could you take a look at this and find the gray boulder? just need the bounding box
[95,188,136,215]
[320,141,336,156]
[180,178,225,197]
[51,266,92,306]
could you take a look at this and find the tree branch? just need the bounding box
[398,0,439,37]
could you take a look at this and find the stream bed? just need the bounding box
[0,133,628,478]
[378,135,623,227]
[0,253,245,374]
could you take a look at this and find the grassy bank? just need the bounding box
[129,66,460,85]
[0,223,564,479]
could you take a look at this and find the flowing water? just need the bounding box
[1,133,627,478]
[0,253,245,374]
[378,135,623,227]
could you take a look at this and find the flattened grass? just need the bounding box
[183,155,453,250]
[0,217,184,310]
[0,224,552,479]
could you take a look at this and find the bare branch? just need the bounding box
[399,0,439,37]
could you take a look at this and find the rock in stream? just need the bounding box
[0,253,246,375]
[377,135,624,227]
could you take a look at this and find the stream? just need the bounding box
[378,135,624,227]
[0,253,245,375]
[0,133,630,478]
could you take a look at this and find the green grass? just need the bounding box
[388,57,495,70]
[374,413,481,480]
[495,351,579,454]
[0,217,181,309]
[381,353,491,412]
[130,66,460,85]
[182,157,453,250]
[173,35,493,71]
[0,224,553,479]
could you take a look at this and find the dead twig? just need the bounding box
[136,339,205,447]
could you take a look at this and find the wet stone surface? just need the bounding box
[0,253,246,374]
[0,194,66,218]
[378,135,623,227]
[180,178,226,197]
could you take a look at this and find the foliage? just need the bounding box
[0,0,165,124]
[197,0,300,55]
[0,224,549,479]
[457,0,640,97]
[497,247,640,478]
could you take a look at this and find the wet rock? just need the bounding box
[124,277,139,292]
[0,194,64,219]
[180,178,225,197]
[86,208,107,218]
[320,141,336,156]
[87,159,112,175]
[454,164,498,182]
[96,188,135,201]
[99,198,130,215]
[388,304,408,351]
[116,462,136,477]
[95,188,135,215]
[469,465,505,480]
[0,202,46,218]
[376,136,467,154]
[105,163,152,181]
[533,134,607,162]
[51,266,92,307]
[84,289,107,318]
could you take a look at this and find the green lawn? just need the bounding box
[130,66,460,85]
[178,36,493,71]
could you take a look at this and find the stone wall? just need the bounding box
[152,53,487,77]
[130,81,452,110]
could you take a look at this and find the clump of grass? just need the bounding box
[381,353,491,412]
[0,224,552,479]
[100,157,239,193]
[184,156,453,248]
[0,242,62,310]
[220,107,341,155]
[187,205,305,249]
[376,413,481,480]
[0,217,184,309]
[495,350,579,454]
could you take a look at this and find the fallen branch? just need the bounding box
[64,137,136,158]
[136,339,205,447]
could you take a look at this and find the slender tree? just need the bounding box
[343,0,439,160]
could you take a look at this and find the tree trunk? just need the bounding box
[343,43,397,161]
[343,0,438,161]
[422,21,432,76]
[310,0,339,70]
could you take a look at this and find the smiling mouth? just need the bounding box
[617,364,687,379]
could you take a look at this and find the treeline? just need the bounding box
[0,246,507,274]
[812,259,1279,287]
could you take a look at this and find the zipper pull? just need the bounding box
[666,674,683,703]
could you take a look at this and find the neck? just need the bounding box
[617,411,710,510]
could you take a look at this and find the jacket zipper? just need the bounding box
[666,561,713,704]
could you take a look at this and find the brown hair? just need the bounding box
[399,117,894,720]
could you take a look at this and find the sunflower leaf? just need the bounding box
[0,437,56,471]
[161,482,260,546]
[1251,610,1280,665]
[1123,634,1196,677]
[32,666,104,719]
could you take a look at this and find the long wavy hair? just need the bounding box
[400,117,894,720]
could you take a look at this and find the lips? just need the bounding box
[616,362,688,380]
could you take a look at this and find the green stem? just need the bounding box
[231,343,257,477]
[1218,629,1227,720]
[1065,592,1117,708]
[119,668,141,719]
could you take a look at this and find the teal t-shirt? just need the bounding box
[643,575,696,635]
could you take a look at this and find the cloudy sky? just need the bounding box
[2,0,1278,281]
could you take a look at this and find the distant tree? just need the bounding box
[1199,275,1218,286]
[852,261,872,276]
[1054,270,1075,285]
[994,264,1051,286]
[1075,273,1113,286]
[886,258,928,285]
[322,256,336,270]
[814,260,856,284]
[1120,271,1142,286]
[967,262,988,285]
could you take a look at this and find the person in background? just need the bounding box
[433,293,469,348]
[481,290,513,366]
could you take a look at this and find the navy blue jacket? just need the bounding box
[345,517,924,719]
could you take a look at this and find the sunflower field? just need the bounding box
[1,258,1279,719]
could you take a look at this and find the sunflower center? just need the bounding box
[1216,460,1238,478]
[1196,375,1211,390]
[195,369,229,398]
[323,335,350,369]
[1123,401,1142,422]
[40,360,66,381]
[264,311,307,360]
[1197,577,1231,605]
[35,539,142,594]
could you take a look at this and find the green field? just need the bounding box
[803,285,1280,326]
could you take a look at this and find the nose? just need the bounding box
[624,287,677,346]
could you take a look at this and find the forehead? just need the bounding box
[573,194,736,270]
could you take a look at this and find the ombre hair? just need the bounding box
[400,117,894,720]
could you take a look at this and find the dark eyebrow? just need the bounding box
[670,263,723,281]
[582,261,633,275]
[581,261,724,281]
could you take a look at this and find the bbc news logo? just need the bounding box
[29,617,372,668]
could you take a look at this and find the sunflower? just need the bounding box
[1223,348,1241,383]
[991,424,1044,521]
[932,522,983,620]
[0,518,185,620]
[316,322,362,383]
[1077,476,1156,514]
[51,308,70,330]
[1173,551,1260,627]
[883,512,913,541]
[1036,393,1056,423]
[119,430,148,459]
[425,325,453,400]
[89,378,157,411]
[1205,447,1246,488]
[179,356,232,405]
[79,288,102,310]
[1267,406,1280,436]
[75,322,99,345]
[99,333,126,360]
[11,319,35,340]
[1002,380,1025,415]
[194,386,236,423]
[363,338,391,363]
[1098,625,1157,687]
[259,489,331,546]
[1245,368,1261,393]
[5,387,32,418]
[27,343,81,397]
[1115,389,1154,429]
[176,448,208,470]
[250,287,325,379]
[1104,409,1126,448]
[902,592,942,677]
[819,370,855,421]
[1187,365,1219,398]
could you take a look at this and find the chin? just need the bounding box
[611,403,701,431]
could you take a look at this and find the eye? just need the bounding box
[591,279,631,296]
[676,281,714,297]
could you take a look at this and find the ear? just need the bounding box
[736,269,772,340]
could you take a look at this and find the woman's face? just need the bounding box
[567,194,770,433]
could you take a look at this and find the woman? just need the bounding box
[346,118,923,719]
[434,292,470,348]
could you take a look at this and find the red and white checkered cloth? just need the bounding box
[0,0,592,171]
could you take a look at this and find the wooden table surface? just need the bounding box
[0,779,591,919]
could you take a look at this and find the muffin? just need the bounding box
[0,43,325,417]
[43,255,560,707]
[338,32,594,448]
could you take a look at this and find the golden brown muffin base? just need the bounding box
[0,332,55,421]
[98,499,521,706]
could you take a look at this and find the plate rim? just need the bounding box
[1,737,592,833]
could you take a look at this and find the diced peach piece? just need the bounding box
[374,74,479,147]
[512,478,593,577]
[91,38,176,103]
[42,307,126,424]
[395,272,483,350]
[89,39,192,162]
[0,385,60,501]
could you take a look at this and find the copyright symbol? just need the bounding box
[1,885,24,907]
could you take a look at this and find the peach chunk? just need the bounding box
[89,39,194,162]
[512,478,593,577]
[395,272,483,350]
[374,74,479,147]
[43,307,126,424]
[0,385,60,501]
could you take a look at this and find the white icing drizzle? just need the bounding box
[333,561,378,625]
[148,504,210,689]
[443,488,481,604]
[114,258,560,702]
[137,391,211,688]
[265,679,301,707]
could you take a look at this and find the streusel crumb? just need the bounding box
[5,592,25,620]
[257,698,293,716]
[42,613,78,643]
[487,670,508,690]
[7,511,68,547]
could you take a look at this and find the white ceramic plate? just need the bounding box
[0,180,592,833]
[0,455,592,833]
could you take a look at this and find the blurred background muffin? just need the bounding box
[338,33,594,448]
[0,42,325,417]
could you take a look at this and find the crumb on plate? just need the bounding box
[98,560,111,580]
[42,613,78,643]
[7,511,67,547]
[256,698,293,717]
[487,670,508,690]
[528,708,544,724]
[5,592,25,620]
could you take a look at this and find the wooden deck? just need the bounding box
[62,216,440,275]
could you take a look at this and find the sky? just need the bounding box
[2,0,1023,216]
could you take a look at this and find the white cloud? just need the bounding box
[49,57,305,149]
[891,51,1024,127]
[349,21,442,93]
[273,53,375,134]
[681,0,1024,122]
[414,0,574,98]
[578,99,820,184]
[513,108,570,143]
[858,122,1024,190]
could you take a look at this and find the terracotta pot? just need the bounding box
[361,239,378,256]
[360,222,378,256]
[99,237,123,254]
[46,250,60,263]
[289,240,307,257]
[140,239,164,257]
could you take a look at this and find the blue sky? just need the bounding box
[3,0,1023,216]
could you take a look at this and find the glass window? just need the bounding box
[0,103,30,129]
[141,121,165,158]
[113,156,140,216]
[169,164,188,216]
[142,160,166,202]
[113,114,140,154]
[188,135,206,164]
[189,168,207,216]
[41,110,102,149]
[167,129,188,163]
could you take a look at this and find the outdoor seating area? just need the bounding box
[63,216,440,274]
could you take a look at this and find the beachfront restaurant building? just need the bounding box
....
▶ _Action item_
Reproduce exactly the lines running from the one with "could you take a look at this and find the terracotta" to the last line of the listing above. Add nothing else.

▶ _Exercise answer_
could you take a look at this and find the terracotta pot? just need the bounding box
[361,239,378,256]
[360,222,378,256]
[99,237,123,254]
[46,250,60,263]
[289,240,307,257]
[140,239,164,257]
could you take a look at this and find the blue sky? just need the bounding box
[3,0,1023,216]
could you take a look at this and find the glass window? just need the bounding box
[0,103,30,129]
[141,121,165,158]
[113,156,140,216]
[169,164,188,216]
[142,160,166,202]
[113,114,140,154]
[188,135,206,164]
[189,168,207,216]
[41,110,102,149]
[167,129,188,163]
could you take a look at this and find the outdoor seating area? just need the bounding box
[63,216,440,274]
could you take a look at this and find the beachfront restaurant building? just need the bounding box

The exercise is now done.